## DIRECTIONS FOR THIS TASK
In the response, the entries must appear exactly as supplied.

## RAW DATA
---*---
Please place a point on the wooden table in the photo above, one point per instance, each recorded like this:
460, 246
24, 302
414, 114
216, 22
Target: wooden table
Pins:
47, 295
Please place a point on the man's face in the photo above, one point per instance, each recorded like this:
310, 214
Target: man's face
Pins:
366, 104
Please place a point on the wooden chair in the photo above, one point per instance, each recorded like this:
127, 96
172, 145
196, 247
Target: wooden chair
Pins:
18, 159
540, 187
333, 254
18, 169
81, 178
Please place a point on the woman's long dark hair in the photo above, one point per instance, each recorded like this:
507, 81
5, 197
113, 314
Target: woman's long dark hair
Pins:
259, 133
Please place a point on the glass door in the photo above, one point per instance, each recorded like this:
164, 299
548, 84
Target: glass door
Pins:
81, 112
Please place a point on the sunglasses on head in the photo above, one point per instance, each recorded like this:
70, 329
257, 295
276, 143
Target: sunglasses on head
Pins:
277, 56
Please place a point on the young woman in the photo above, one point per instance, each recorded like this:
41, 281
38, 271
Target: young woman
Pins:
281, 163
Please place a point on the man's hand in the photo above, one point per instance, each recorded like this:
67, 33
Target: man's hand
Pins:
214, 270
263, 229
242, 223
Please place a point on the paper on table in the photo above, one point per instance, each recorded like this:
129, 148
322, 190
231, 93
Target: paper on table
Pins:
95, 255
---*---
## FINISHED TASK
Please place a point on the wooden table in the photo above, one point per instance, each recorded like this:
460, 246
24, 302
414, 114
216, 22
Target: wooden table
Pins:
47, 295
Please place a point on the man's face in the photo above, one point per instance, each recorded like this:
310, 214
Target: man's face
Pins:
366, 104
Please place a point on the wooden chair in the photo above, one point per instance, each recorded like this:
127, 96
172, 145
196, 247
Target: wooden chair
Pins:
18, 159
540, 187
333, 254
18, 169
81, 178
Please place a point on the woman's long dark hair in the photo above, one point per instance, each recorded like this:
507, 81
5, 197
113, 314
Target: woman's long dark hair
Pins:
259, 133
Please place a point on the glass door in the photo above, one point per instance, each recorded like this:
164, 299
548, 84
Target: glass door
Pins:
81, 112
Please place a point on the sunglasses on head in the photo above, one point per instance, each recorded like this:
70, 329
257, 295
276, 143
Target: sunglasses on head
Pins:
277, 56
Please place a point on the young woman in the photo above, one point per instance, each recorded like this:
41, 281
38, 271
Target: young woman
Pins:
281, 163
Please place a point on the man's hand in the photo above, one point per instance, each recorded like this:
67, 33
Target: man's hand
Pins:
214, 270
263, 229
242, 223
Please place a point on the paper on table in the photo above, one point per instance, each recorded like this:
129, 148
322, 190
231, 93
Target: paper on table
Pins:
95, 255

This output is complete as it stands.